__Work item__: In the entries below, count the lines that include the word "ground" and reply with the number alone.

#### Data for the task ####

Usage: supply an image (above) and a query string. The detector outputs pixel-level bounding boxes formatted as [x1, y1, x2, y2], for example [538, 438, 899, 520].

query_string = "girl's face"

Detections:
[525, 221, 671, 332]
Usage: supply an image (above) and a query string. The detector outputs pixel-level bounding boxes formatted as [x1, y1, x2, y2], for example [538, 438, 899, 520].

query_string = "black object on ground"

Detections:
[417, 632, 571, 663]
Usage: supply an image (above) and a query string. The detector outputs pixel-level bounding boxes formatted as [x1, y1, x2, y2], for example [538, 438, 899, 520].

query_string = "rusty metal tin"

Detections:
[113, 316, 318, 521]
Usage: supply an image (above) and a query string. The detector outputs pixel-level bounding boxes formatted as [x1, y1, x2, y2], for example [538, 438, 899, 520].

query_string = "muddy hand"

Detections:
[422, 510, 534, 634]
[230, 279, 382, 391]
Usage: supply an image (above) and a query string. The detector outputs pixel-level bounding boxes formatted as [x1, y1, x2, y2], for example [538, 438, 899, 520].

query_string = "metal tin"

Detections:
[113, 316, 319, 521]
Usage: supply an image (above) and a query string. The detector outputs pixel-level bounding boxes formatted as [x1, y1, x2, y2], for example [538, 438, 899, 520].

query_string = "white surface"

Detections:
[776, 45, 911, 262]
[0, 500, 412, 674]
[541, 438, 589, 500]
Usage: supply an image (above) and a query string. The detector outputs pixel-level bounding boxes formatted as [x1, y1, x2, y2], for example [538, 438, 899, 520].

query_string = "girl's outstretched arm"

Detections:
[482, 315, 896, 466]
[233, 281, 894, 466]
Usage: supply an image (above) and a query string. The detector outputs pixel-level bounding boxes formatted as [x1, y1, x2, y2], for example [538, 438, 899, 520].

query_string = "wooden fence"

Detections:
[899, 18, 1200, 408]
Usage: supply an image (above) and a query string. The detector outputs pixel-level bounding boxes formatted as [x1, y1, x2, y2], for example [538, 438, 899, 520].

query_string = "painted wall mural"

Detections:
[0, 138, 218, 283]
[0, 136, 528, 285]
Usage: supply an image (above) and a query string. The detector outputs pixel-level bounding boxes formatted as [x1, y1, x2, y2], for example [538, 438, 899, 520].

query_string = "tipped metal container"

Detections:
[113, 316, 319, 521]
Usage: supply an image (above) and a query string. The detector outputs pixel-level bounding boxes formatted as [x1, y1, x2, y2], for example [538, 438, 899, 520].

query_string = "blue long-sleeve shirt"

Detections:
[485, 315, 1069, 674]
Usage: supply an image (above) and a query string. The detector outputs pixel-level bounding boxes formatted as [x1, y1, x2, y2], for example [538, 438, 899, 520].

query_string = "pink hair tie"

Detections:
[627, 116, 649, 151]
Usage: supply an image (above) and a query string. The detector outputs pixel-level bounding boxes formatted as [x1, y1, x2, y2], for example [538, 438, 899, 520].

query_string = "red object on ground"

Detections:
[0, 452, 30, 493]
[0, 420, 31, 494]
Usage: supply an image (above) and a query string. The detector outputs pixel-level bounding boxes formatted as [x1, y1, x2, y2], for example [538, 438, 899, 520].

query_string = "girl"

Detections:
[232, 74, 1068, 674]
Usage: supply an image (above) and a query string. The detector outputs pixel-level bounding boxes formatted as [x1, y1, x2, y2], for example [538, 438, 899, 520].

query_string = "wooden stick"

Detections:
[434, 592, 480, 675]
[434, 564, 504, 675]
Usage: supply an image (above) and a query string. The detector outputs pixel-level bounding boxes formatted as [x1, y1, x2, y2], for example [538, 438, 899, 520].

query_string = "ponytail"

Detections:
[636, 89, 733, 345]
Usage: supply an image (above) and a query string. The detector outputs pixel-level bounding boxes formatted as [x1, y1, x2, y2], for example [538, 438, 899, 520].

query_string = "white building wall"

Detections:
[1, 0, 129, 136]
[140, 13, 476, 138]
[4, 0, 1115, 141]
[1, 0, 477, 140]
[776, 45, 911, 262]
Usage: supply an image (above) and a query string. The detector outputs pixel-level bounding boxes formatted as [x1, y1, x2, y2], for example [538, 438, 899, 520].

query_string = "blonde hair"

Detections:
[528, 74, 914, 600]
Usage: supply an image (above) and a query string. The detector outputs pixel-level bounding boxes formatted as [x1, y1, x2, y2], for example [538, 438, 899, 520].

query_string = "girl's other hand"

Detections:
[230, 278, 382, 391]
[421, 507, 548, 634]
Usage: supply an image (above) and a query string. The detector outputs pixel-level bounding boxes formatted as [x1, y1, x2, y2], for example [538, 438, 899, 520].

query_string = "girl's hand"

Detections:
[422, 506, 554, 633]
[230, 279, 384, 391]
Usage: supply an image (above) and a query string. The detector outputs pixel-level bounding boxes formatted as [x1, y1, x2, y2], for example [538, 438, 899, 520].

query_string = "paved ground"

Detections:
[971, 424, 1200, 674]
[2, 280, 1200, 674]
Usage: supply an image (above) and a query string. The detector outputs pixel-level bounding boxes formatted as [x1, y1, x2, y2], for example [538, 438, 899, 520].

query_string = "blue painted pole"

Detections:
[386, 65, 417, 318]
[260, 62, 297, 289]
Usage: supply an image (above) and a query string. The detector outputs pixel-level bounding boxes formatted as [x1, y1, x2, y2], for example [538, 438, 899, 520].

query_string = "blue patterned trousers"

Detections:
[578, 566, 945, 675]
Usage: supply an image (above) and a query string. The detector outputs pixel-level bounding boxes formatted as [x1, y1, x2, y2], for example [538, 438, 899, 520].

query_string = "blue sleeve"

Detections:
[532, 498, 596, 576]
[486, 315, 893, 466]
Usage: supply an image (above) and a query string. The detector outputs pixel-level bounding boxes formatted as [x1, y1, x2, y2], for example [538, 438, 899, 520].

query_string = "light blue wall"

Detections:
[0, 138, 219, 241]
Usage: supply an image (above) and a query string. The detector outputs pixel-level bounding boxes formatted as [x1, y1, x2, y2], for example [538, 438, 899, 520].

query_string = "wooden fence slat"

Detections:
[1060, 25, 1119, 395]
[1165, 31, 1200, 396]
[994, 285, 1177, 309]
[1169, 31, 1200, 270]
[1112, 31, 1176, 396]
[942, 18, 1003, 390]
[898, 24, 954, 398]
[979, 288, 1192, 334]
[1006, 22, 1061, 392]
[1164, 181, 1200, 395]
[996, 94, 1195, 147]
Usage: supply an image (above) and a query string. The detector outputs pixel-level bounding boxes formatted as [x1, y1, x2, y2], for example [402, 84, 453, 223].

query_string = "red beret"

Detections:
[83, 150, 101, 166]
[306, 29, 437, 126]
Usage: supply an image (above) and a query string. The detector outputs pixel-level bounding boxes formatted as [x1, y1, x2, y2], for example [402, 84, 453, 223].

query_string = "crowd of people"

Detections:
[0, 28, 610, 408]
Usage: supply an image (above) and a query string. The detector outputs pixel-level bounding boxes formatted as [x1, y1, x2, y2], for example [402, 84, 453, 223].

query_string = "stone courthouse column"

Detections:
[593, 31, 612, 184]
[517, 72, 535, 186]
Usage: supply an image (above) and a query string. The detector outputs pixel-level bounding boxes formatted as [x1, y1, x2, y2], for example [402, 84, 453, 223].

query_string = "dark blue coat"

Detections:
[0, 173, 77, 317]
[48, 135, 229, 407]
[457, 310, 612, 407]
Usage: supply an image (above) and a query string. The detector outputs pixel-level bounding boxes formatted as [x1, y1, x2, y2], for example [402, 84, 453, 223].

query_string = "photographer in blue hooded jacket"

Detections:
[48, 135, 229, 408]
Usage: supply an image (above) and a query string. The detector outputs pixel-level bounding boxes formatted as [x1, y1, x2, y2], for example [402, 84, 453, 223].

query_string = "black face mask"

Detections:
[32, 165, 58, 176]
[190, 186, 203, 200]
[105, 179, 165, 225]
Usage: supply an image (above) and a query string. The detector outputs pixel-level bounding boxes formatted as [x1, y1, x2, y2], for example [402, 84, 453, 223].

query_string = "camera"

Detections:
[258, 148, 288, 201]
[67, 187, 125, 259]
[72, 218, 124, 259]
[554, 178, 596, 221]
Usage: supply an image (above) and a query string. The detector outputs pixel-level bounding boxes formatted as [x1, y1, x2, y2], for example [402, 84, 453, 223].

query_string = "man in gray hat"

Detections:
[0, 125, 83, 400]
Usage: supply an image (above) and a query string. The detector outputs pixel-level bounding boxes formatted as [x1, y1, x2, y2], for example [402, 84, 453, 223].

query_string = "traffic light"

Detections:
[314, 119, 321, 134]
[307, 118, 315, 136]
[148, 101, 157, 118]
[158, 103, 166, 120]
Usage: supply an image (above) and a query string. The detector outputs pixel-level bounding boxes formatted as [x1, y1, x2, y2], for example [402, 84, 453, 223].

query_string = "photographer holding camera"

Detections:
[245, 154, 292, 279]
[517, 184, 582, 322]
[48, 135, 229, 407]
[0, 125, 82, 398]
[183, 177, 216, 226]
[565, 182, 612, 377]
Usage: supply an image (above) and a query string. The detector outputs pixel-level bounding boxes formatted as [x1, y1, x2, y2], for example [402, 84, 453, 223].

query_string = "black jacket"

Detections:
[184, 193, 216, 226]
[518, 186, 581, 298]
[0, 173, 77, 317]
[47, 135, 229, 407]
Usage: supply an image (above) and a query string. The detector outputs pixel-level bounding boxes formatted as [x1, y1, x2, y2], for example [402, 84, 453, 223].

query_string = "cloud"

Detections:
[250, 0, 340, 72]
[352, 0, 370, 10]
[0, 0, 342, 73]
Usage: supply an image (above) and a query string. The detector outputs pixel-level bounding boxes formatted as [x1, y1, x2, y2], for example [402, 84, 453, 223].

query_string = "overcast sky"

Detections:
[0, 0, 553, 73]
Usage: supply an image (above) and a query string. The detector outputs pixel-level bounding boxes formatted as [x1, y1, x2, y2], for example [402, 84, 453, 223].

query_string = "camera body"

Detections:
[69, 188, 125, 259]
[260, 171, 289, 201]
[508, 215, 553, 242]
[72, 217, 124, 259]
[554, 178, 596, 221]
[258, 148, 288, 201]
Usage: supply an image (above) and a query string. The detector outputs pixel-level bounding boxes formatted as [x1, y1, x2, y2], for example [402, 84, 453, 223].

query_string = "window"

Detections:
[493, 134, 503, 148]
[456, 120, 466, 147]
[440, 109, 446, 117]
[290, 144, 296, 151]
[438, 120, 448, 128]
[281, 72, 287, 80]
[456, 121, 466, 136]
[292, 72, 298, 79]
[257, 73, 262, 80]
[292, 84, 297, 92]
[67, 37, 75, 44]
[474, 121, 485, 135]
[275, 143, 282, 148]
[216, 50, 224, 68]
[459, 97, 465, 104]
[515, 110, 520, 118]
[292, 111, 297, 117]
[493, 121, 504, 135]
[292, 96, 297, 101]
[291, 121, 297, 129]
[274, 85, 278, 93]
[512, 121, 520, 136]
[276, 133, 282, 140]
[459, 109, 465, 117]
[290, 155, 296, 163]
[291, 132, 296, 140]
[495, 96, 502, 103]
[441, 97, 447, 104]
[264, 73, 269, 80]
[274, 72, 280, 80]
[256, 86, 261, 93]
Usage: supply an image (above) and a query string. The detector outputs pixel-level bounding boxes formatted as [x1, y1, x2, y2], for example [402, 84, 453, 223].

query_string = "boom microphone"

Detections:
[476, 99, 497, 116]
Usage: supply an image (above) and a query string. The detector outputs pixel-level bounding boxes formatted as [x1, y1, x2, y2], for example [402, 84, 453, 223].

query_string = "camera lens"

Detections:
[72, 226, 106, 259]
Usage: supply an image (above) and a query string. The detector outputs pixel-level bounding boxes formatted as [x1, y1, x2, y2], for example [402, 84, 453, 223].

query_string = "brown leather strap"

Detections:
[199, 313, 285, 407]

####

__Exercise response__: 3